Exercise instructions:
Starting with the first line and ending with the last, transcribe the data exactly.
- Opening Delimiter -
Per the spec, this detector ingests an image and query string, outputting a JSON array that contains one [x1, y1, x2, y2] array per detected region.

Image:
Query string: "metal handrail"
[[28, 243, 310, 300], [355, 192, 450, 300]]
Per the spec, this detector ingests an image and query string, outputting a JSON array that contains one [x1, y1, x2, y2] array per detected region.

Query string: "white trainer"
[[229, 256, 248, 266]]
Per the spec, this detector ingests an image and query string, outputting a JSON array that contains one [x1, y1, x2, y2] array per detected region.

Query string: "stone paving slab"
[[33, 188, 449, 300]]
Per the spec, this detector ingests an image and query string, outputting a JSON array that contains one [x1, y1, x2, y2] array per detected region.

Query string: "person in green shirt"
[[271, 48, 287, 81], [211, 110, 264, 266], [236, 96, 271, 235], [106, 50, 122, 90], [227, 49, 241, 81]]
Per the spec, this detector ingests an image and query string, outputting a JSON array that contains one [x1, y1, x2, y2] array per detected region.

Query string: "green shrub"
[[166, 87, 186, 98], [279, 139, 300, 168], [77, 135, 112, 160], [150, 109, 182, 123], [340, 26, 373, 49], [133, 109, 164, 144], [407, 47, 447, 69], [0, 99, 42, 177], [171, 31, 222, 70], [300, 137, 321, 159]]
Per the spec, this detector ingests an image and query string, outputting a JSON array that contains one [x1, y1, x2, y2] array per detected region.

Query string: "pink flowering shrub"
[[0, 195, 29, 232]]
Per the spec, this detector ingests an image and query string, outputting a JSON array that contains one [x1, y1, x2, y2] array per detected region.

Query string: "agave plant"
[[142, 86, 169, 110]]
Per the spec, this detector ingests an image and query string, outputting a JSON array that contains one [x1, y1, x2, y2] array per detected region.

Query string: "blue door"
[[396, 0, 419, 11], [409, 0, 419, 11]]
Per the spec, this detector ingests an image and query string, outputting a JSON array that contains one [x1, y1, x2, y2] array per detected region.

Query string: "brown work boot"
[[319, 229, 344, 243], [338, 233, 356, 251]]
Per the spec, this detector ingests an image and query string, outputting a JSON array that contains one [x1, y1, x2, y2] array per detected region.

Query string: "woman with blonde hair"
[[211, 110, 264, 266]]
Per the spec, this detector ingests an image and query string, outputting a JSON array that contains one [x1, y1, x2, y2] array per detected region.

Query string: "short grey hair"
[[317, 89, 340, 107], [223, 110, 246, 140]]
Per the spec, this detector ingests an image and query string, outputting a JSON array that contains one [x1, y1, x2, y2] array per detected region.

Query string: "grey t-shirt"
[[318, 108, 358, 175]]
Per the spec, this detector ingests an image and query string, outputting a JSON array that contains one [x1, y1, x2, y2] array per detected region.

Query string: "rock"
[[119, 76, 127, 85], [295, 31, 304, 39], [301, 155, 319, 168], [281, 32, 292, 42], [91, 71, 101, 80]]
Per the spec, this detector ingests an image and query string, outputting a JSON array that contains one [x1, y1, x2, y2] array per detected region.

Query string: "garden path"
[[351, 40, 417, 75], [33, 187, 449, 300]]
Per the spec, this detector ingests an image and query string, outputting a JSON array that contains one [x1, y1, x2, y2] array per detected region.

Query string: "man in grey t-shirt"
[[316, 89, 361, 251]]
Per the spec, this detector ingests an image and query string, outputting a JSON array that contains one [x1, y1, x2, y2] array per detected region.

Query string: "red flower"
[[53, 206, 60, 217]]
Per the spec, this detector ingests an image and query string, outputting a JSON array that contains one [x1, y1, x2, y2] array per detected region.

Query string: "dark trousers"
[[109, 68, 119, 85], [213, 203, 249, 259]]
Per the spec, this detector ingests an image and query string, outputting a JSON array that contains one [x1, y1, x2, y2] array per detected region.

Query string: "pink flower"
- Closing Delimiter -
Solution for this task:
Per the spec, this detector ingests an image and query string, outputting a JSON array that contains one [x1, y1, x2, y2] array per detected region.

Image:
Query string: "metal handrail"
[[28, 243, 310, 300], [355, 192, 450, 300]]
Per the spec, this detector ingests an image and query string, outputting a JSON array that contains one [x1, y1, x2, y2] array per detected region.

Query string: "white trainer"
[[229, 256, 248, 266]]
Per the spec, this detector ingests an image and query string, outputting a JSON array that contains one [x1, y1, x2, y2] array per detected region.

Query string: "stone paving slab"
[[33, 188, 449, 300]]
Per the spec, this detector ingests an image and query string, outputting a JSON array that contains one [x1, y1, x2, y2] array per detected region.

Query string: "person in green shirt"
[[271, 48, 287, 81], [211, 110, 264, 266], [236, 96, 271, 235], [106, 50, 122, 90], [227, 49, 241, 81]]
Per the spec, this detector ingests an image and query string, outputting a JSON array that contains one [x1, y1, x2, y2] array per detected region.

Query string: "green shrub"
[[166, 87, 186, 98], [279, 139, 300, 168], [77, 135, 112, 160], [150, 109, 182, 123], [340, 26, 373, 49], [133, 109, 164, 144], [407, 47, 447, 69], [0, 99, 42, 177], [171, 31, 222, 70], [300, 137, 321, 159]]
Per the spec, this detector ingests an image and query string, outputting a JSON array that contains one [x1, y1, x2, y2] array per detected region.

Query string: "pink flowering shrub"
[[0, 195, 29, 232]]
Per the spec, this detector ingests an image and query string, outputting a JSON array that contains one [x1, y1, x2, y2] array per detected region.

Query string: "agave plant"
[[142, 86, 169, 110]]
Per the spec, this detector ingests an image and query string, outputting a JSON array that contains one [x1, y1, x2, y2] array per detected region.

Query string: "blue door"
[[396, 0, 419, 11], [409, 0, 419, 11]]
Per the spec, this detector ingests an image and query string, outputting a JSON array that contains one [x1, y1, x2, y2] array per detected region.

Query string: "brown work boot"
[[319, 229, 344, 243], [338, 233, 356, 251]]
Per the spec, this detector ingests an image and query string, outputting a JSON array that contains one [x1, y1, x2, y2] array per detected region.

Query string: "woman with blonde hair"
[[211, 110, 264, 266]]
Per the spec, this detector ingests an image and query string, outputting a JSON array that contains one [x1, y1, x2, y2] array per detected region.

Query string: "short grey hair"
[[317, 89, 340, 107], [223, 110, 246, 140]]
Per the spec, this detector ingests an image and query string, outputting a JSON array that contains one [x1, y1, x2, y2] array per detected region.

Query string: "grey t-shirt"
[[318, 108, 358, 175]]
Per the spec, this detector ingests an image and query string, outputting a JSON array that contains one [x1, y1, x2, y2] array per detected region.

Query string: "rock"
[[119, 76, 127, 85], [295, 31, 304, 39], [301, 155, 319, 168], [281, 32, 292, 42], [91, 71, 101, 80]]
Per the spec, this detector ingests an image and query string, outputting a JSON array that contains one [x1, y1, x2, y2] array per detected region.

Query string: "garden path"
[[351, 40, 417, 75], [33, 187, 449, 300]]
Per the spec, this detector ingests an image and query string, outputting a JSON array that contains one [x1, y1, x2, y2] array per detected region.

Query string: "man in grey t-shirt"
[[316, 89, 361, 251]]
Per the spec, this detector ingests an image and query string, outputting a JSON array that contains one [x1, y1, x2, y2] array per detected region.

Query string: "red flower"
[[53, 206, 60, 217]]
Per the spec, this detector ingests an image and query string, outputting a JSON array that contains one [x1, y1, x2, y2] array per detected region.

Query string: "dark trousers"
[[109, 68, 119, 85], [213, 203, 249, 259]]
Per the spec, this detector ingests an image and query string, outputting a JSON array that contains one [x1, y1, x2, y2] array per detected region.

Query string: "pink flower"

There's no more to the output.